Action item:
Would you show every line from the records that holds "rail"?

======== Data supplied

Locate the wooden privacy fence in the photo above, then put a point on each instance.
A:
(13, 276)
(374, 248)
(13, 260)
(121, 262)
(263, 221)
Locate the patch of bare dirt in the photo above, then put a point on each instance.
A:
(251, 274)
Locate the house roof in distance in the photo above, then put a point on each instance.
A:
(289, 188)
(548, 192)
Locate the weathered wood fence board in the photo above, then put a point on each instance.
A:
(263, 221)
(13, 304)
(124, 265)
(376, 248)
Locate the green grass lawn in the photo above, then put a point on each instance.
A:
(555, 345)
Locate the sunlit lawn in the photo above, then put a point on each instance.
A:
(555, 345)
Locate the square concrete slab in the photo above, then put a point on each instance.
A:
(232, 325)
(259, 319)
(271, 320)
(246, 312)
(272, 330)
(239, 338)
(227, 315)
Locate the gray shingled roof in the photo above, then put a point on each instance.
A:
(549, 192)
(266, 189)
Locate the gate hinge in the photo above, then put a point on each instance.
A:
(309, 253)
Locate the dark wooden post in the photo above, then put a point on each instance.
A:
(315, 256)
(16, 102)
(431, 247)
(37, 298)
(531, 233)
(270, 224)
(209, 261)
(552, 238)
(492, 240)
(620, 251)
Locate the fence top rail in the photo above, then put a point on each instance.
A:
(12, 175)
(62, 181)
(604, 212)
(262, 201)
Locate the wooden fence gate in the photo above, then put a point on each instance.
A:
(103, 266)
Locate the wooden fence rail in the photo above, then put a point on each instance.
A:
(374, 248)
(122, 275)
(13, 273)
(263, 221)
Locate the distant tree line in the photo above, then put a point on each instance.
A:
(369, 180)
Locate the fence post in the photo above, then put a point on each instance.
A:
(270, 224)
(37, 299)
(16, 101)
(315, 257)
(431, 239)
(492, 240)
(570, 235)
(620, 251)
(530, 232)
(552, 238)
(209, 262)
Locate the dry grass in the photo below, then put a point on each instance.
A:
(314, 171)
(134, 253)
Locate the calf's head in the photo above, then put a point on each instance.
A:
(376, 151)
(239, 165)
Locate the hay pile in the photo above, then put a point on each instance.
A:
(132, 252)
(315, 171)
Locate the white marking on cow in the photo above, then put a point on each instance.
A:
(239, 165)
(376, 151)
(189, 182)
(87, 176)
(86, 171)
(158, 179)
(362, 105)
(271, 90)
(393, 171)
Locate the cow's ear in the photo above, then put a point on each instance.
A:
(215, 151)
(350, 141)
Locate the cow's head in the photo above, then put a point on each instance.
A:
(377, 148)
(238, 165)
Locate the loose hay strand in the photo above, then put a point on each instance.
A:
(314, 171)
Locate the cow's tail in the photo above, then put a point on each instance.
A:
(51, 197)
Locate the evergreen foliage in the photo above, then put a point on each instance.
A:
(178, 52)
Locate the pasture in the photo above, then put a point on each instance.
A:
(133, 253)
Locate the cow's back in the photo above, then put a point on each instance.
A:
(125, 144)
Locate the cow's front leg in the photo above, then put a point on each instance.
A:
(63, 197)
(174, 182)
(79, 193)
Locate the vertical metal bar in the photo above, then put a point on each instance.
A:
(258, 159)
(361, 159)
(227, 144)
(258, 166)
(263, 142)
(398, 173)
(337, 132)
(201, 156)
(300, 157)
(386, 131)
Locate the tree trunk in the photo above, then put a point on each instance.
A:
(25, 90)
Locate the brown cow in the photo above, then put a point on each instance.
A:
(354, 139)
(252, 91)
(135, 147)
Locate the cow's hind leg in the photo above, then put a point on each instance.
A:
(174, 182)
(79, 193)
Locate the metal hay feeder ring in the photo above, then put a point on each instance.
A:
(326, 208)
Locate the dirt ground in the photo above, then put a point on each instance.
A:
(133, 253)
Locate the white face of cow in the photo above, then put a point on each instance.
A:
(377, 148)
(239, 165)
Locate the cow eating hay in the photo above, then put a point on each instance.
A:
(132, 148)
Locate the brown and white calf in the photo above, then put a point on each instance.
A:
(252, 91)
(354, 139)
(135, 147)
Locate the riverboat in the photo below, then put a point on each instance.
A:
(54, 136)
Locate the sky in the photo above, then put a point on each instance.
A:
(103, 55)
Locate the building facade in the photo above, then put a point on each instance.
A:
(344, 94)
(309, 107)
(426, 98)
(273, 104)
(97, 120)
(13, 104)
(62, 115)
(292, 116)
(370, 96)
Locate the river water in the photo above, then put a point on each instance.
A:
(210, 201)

================

Result for this task:
Locate the fence top rail in the photo above, then put a point on each instance.
Locate the wooden fence rail in the photo above, then put a point on each instance.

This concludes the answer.